◆ Excerpt from a dataset ◆

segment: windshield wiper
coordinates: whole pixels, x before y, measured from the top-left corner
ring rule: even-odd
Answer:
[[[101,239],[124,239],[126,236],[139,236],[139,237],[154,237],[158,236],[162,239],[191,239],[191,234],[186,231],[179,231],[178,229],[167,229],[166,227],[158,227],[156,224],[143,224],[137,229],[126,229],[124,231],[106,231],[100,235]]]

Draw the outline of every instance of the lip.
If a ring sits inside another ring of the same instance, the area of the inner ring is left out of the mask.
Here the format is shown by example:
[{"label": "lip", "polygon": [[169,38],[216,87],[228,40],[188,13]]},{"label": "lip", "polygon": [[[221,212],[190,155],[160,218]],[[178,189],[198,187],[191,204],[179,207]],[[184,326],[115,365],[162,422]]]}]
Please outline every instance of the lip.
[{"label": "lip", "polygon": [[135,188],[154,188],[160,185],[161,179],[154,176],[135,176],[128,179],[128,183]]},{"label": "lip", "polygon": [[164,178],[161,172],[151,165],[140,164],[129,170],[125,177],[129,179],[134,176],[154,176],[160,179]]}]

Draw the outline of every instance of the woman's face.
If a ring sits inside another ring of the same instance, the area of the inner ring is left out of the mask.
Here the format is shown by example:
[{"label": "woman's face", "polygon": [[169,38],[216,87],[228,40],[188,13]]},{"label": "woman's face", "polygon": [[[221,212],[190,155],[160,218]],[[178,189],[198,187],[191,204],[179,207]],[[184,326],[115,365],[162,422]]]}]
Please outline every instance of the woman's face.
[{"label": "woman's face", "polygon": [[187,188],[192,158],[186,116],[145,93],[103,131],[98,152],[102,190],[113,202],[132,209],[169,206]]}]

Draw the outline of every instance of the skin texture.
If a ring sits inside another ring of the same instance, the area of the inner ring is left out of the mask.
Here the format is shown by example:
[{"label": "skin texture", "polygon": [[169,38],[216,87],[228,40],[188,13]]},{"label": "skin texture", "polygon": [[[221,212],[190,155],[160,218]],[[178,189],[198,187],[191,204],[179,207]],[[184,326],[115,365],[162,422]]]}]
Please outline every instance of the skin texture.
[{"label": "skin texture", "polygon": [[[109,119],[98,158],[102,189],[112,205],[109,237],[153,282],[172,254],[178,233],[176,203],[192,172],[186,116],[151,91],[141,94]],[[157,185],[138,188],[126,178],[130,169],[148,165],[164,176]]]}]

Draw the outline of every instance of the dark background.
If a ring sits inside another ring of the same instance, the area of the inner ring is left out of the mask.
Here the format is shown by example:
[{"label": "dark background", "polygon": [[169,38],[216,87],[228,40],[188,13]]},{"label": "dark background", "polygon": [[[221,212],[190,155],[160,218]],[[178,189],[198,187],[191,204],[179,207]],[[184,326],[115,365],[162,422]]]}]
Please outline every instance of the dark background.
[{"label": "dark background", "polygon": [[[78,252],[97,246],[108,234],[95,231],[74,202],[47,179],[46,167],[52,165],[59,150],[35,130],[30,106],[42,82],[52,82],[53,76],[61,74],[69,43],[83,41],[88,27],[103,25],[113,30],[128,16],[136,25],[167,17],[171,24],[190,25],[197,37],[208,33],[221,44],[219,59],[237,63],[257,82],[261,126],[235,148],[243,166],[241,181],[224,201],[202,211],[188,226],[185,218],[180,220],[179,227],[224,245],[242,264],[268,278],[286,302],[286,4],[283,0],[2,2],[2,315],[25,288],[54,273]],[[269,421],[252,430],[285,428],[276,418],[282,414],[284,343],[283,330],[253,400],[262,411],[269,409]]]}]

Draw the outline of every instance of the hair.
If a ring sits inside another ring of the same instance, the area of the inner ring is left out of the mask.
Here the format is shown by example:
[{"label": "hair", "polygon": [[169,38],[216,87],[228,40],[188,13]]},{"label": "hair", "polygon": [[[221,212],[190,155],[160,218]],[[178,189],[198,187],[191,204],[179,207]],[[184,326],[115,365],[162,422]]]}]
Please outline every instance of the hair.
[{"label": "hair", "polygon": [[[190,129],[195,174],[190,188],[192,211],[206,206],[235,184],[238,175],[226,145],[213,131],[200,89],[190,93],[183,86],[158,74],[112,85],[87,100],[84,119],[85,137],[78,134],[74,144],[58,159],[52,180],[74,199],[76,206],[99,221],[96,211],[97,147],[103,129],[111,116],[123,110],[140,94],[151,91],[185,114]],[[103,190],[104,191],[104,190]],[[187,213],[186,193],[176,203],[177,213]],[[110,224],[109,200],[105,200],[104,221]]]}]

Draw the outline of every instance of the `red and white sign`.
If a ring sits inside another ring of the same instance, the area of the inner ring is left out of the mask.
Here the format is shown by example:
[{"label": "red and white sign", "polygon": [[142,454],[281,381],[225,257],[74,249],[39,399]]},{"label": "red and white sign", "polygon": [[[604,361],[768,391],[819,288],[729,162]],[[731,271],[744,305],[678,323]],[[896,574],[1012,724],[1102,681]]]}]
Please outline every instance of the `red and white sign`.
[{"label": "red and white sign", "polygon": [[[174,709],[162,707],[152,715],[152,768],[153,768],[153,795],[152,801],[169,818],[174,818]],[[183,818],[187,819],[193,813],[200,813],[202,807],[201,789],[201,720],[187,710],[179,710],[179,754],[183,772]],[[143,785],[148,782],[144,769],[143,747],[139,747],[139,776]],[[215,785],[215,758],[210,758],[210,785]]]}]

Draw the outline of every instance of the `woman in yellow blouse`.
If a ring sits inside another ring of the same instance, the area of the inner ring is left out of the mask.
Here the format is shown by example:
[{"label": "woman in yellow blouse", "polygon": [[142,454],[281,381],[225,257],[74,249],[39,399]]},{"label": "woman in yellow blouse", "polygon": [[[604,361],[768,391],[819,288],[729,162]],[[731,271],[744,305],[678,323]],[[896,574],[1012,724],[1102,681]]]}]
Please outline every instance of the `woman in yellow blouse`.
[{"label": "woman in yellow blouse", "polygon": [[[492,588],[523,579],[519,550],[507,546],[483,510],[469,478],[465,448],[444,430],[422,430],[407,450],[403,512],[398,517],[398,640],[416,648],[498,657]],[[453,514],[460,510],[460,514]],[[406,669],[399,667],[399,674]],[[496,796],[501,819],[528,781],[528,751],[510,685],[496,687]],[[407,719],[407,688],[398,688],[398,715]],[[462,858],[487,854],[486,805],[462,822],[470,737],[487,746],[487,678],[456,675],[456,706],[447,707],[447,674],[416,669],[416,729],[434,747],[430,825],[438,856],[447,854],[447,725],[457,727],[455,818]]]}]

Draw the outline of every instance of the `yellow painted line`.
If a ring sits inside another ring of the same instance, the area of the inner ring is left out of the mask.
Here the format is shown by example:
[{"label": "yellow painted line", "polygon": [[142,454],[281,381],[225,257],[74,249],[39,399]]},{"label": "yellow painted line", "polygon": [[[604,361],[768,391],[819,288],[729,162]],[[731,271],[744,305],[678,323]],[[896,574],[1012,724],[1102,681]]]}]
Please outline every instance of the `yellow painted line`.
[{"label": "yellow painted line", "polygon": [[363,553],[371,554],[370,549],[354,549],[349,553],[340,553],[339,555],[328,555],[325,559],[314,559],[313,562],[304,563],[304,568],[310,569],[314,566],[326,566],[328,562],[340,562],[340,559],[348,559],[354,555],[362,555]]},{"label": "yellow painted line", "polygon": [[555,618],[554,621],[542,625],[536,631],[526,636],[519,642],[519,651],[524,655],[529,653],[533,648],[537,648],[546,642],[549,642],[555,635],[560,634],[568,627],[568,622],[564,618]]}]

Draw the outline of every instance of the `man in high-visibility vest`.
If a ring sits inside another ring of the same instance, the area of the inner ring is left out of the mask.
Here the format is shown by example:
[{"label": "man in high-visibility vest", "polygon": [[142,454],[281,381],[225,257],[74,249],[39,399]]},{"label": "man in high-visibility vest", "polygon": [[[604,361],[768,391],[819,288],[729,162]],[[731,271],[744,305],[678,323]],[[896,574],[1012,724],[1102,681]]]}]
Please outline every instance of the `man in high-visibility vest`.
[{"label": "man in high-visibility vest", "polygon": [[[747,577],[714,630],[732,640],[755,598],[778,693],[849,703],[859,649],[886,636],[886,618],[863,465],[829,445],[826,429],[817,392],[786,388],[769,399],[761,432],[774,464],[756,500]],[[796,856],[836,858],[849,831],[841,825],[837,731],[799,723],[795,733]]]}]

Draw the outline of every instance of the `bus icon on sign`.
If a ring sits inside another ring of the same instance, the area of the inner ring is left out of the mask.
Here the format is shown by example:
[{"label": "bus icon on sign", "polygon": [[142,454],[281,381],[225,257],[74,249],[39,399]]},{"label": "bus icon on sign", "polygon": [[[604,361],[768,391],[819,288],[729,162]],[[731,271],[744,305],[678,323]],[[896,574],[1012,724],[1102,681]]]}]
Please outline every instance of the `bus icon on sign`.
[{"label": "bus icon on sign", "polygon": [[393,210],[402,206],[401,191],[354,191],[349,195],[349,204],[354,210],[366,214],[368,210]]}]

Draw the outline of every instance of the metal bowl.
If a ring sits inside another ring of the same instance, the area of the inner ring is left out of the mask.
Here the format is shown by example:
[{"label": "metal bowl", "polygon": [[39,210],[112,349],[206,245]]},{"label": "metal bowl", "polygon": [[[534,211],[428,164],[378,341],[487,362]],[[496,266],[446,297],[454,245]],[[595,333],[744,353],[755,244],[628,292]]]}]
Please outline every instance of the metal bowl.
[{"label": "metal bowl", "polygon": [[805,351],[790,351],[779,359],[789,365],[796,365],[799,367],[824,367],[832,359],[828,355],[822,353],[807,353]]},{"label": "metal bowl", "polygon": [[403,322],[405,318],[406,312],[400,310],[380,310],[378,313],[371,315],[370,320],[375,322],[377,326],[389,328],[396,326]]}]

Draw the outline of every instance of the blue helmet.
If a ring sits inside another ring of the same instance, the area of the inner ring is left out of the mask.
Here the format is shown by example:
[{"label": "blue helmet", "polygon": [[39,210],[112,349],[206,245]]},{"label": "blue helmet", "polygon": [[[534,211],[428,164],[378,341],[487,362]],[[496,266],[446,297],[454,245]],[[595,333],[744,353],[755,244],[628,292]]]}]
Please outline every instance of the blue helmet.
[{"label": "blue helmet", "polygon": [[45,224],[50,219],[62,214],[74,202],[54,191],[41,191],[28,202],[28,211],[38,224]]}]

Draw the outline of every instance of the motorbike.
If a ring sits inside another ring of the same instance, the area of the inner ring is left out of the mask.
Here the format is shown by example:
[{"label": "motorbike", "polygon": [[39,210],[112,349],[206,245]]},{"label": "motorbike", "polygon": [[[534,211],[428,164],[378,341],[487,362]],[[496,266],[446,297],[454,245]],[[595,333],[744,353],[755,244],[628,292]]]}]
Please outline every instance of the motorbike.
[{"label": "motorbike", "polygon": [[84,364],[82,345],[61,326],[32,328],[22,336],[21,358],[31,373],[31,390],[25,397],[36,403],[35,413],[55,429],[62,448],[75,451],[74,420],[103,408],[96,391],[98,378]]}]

◆ Task to carry out ◆
Output the entries from the line with "Draw the outline of every instance of the motorbike." through the end of the entries as a two-column CSV with the headers entry_text and answer. Give one row per entry, and put each value in a single quoted field with its line breaks turned into spaces.

◆ The answer ◆
entry_text,answer
"Draw the outline of every instance of the motorbike. If a ring sits inside another ring of the same instance, the area of the inner ring is left out of the mask. Here the format is shown by example: [{""label"": ""motorbike"", ""polygon"": [[39,210],[112,349],[206,245]]},{""label"": ""motorbike"", ""polygon"": [[[534,211],[428,164],[378,341],[487,362]],[[496,266],[446,297],[454,245]],[[595,333],[744,353],[755,244],[628,292]]]}] Please outline every instance of the motorbike.","[{""label"": ""motorbike"", ""polygon"": [[84,364],[82,345],[61,326],[32,328],[22,336],[21,358],[31,373],[31,390],[25,397],[36,403],[35,413],[55,429],[62,448],[75,451],[74,420],[103,408],[96,391],[98,378]]}]"